WHAT THE EXERCISE ASKS:
Pick out each line in the entries below that contains the word "floor", and copy those lines. Case counts.

-*-

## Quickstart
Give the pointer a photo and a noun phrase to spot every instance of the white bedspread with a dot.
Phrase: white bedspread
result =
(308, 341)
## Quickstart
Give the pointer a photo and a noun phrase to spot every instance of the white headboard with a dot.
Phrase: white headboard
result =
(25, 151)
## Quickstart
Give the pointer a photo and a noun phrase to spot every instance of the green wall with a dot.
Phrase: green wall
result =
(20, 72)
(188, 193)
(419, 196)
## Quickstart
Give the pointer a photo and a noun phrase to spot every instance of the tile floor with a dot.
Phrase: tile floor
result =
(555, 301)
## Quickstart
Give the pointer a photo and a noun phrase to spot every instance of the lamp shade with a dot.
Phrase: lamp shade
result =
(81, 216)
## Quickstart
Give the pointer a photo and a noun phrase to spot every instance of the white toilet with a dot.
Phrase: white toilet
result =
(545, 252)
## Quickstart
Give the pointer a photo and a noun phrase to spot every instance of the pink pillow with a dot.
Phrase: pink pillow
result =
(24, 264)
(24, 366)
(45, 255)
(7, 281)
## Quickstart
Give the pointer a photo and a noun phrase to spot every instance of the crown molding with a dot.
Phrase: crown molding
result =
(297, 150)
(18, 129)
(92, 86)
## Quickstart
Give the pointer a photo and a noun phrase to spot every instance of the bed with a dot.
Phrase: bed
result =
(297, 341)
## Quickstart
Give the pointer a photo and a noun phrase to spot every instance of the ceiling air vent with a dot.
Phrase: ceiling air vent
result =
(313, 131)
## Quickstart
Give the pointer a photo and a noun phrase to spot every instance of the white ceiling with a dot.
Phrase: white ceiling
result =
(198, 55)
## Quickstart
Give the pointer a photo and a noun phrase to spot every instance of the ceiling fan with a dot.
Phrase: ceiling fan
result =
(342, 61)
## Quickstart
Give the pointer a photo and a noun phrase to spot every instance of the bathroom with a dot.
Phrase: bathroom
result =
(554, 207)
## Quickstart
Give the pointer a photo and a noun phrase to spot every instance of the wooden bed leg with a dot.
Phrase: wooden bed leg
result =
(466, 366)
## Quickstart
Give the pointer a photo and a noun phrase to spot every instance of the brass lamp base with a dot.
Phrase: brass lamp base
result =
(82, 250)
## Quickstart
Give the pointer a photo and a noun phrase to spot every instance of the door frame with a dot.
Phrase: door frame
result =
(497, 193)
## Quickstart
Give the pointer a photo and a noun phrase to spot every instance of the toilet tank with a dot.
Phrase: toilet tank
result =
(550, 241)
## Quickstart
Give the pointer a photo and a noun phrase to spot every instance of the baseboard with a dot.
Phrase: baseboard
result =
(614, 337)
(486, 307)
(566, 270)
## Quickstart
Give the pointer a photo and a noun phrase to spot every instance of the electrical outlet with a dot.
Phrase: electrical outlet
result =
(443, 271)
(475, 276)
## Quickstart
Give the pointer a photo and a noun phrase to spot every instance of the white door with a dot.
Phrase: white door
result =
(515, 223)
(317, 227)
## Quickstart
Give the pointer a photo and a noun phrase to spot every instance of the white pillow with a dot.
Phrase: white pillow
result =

-*-

CORRECT RESPONSE:
Give the pointer a photo and a noun phrase to spot every instance of the tile floor with a dot.
Phrase: tile floor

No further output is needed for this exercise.